Supplied material:
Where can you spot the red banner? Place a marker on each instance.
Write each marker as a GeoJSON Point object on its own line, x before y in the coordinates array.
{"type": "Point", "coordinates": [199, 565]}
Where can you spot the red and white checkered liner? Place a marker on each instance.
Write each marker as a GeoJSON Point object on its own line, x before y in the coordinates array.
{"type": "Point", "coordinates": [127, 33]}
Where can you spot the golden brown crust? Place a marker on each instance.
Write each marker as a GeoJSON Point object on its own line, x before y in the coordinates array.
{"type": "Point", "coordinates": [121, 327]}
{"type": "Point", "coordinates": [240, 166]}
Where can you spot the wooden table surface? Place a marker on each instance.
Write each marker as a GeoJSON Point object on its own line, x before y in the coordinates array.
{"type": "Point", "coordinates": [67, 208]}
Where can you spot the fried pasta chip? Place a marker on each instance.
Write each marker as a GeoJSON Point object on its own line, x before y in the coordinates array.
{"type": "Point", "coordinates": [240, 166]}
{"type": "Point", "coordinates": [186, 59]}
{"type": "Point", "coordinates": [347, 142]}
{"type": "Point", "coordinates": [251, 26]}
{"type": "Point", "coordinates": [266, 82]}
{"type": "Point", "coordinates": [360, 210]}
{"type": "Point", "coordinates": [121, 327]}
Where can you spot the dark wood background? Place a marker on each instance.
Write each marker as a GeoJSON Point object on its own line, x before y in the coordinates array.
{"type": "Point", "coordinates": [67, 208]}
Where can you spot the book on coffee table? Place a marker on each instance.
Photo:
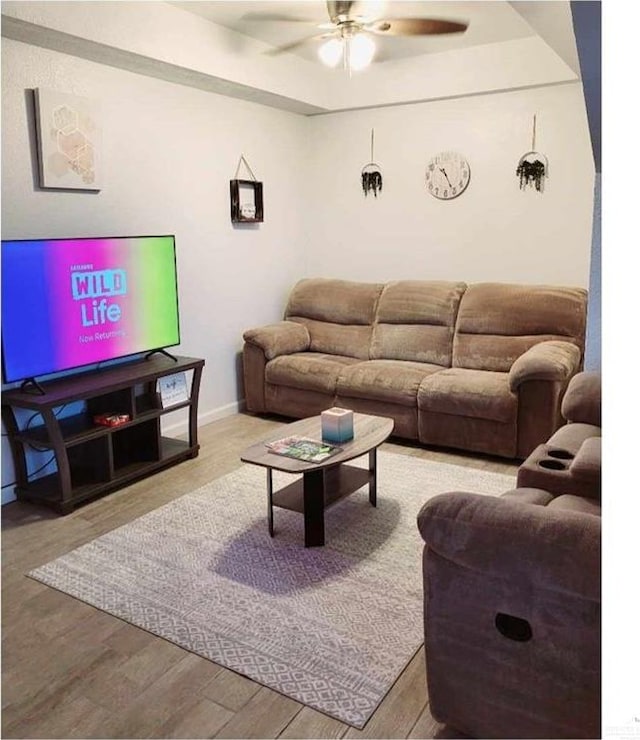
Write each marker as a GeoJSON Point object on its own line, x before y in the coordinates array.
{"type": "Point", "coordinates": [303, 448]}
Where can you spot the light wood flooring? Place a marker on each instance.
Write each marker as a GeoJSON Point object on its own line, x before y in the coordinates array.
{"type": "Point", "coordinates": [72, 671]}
...
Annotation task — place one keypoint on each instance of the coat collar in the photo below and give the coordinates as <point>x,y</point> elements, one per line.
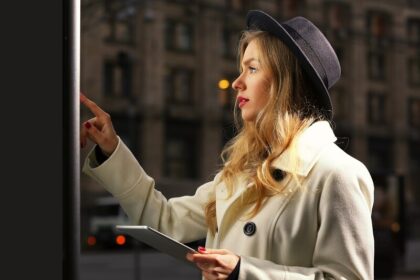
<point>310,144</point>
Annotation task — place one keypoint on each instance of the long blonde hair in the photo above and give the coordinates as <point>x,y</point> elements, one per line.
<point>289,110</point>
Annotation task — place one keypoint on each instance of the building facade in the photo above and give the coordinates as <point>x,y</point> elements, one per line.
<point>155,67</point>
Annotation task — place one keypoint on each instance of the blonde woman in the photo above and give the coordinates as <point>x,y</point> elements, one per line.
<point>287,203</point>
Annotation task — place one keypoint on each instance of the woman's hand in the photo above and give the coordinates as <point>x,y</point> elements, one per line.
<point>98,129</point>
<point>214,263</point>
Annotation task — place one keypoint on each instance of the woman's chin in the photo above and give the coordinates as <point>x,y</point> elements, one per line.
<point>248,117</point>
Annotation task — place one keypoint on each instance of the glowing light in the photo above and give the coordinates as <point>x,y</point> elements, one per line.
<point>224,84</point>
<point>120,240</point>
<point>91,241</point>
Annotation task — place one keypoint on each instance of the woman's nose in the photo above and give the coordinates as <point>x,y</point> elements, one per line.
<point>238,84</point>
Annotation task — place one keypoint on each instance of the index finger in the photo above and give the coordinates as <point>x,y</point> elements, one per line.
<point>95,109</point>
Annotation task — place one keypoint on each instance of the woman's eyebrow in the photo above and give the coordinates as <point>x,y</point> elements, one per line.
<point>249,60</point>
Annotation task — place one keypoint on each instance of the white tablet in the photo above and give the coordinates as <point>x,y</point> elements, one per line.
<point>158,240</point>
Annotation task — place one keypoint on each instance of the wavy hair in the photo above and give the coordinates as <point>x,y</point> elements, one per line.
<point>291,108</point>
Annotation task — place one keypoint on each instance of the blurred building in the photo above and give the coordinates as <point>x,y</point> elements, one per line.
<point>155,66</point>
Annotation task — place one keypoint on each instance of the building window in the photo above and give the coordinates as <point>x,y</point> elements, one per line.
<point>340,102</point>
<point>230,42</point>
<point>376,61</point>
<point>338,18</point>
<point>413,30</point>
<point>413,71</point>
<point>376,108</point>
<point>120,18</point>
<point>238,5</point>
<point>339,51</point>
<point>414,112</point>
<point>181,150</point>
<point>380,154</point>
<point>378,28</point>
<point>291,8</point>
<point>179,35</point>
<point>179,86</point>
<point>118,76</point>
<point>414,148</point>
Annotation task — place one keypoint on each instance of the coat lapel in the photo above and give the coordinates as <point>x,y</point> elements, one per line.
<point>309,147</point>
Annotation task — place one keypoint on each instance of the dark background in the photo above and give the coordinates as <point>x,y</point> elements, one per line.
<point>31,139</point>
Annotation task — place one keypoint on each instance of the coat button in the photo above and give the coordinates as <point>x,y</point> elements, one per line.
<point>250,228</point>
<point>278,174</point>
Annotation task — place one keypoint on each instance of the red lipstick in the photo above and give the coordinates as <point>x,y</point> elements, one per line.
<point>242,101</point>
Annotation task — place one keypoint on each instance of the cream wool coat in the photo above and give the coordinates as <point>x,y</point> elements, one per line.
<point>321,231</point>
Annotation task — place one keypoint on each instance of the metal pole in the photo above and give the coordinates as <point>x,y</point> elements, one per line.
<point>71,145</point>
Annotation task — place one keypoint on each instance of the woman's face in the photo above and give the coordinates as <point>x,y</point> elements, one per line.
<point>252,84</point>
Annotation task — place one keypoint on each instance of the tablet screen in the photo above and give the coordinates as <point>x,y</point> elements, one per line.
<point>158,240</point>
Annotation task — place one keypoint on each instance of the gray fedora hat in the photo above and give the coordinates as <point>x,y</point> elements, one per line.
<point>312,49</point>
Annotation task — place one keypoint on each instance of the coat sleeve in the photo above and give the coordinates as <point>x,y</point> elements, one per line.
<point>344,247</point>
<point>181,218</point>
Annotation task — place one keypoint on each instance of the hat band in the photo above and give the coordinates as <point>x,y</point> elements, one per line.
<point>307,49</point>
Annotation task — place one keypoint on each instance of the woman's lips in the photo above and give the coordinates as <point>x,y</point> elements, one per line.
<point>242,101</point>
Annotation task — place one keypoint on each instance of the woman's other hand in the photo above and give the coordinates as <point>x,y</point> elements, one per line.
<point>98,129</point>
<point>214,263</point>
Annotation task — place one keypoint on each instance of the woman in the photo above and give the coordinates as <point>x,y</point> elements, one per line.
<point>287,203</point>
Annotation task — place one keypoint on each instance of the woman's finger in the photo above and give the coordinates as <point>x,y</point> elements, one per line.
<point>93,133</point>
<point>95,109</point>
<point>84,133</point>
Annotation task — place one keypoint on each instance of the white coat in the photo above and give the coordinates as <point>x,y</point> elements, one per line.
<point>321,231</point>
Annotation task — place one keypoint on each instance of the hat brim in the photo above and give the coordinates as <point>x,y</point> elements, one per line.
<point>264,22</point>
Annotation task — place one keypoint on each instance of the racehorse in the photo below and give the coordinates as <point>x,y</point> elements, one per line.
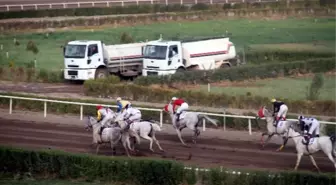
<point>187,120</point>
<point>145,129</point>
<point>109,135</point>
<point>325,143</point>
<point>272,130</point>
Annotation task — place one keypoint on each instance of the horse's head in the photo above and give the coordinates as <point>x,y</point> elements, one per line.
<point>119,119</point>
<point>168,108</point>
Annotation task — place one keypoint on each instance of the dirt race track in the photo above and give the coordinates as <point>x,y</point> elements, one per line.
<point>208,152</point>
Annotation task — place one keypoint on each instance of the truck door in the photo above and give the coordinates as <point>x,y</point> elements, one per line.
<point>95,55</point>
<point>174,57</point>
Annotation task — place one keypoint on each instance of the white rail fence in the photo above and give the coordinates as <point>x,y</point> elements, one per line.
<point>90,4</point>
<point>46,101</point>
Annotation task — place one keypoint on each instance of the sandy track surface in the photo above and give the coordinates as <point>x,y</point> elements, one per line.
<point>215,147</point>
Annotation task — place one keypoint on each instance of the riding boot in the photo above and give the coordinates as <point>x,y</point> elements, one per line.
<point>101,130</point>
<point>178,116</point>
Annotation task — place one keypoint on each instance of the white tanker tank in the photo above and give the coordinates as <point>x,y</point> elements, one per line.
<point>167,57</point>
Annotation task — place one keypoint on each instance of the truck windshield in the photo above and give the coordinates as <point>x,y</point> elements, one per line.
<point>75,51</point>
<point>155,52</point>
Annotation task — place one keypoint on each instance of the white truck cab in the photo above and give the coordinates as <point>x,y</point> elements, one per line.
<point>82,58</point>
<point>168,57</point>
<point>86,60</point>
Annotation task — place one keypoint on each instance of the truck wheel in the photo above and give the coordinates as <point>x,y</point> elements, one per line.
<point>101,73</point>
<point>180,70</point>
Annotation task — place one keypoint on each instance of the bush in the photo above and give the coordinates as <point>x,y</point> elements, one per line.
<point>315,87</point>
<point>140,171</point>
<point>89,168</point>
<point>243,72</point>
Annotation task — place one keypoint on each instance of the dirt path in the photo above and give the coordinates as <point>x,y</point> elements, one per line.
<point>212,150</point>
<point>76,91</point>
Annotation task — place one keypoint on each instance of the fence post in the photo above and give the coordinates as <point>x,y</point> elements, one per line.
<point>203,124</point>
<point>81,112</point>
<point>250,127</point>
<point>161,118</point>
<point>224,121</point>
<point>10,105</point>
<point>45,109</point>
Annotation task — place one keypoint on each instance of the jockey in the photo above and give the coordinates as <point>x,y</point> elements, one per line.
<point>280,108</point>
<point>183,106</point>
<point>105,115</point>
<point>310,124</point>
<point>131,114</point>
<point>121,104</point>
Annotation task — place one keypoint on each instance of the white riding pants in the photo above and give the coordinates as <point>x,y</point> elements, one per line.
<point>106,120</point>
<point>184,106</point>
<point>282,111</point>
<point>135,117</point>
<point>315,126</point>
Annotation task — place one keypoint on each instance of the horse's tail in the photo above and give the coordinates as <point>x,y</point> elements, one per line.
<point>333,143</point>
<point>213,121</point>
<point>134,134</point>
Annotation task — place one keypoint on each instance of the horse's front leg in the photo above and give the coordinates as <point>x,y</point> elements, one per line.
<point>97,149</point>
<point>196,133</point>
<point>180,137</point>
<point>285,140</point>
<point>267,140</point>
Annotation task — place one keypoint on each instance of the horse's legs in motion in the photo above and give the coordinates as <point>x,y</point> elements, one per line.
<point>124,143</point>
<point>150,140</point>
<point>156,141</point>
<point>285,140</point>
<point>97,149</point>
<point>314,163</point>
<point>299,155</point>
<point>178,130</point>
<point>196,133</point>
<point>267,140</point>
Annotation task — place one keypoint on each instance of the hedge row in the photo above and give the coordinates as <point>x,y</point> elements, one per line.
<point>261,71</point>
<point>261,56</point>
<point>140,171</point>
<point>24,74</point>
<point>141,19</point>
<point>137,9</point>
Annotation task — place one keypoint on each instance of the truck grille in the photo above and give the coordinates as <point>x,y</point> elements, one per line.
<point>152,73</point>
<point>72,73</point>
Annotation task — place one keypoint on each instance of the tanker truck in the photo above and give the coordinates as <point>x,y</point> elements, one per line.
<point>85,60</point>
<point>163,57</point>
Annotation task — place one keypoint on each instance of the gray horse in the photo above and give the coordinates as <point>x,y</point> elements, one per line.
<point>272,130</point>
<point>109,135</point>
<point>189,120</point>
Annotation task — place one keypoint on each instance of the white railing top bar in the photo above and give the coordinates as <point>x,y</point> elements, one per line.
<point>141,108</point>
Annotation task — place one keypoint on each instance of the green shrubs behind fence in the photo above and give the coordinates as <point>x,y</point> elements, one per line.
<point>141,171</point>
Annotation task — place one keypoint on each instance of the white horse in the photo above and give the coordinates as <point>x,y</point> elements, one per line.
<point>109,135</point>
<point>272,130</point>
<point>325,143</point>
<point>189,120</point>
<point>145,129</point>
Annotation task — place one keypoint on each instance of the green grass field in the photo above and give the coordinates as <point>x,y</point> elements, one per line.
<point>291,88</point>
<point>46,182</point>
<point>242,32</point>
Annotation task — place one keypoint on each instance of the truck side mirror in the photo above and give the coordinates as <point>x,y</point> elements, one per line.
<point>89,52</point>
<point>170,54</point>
---
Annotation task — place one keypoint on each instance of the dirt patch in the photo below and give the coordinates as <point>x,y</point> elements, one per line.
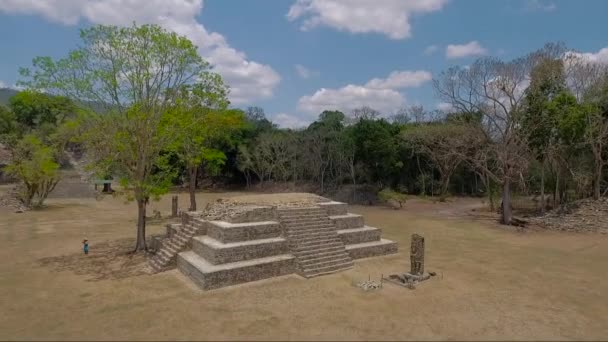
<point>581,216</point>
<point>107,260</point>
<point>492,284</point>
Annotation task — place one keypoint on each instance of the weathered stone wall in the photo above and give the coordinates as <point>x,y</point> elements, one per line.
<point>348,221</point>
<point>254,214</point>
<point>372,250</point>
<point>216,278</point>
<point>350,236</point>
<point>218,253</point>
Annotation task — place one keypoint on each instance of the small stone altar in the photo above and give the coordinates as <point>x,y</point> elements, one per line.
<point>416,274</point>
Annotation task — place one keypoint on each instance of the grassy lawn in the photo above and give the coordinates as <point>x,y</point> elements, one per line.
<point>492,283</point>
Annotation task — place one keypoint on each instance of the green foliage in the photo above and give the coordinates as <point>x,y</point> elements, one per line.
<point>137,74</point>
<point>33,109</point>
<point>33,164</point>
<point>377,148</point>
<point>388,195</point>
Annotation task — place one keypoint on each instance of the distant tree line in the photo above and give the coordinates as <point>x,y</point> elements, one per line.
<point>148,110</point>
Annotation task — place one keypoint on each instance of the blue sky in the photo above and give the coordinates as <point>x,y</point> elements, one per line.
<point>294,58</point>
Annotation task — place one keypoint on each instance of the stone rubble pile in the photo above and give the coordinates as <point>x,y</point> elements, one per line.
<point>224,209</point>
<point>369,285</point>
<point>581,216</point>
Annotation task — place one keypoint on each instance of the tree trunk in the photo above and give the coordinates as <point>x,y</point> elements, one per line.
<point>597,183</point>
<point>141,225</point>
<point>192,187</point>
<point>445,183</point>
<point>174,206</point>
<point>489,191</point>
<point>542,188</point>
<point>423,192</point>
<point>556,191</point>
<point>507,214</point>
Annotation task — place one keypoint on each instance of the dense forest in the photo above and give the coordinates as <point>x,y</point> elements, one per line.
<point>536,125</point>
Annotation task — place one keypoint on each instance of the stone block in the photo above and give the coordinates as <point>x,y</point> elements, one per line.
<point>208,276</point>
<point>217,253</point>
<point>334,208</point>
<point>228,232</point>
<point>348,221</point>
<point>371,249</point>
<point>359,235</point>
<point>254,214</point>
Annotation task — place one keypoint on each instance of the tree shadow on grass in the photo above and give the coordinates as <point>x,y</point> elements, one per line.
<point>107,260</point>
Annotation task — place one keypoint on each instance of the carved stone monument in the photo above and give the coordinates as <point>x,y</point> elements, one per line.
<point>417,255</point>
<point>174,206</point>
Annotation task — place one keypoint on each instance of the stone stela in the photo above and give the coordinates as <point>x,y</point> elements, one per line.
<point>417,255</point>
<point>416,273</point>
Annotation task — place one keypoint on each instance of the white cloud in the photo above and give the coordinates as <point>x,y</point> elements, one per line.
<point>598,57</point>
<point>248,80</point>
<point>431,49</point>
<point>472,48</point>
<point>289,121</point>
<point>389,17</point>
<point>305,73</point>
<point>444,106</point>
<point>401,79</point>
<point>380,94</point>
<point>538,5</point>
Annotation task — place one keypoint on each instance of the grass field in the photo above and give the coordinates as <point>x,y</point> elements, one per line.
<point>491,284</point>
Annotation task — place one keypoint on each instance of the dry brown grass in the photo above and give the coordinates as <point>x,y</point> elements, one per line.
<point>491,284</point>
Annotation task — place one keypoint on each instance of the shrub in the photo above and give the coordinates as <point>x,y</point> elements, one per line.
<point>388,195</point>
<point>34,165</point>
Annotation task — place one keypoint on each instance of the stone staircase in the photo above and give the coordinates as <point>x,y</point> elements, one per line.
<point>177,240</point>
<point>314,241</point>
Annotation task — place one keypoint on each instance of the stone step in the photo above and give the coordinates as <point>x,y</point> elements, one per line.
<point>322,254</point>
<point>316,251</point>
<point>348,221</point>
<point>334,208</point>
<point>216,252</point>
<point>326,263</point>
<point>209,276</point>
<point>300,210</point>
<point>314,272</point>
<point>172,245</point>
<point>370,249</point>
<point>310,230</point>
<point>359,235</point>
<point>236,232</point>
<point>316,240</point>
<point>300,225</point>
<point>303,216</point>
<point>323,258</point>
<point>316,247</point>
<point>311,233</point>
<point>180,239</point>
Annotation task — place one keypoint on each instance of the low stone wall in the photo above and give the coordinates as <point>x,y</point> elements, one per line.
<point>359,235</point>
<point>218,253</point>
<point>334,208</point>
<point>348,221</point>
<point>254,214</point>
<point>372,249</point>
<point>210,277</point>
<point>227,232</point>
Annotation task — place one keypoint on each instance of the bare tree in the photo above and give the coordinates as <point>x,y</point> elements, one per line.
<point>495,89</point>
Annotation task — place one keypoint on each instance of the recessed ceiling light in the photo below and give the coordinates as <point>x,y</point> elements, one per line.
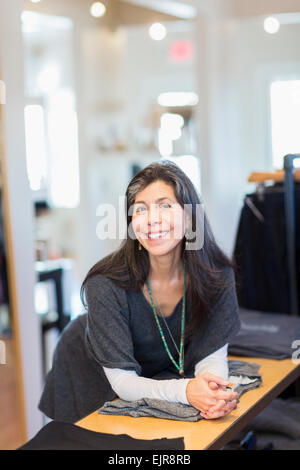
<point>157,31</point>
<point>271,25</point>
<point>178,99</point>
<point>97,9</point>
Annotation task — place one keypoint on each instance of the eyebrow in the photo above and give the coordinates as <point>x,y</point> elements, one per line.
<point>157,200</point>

Assignment: Starting at the line that has "Where can you spot the wooden" and ending at the line that has "Where can you spot the fried", please write out the lines above exactly, leaving out all others.

Answer area:
Where can you spot the wooden table surface? Place a marker on each instance.
Write each marker as a GeoJSON Point object on its own line, x before y in the coordinates array.
{"type": "Point", "coordinates": [67, 208]}
Where can you spot the fried pasta chip? Place a marker on each instance.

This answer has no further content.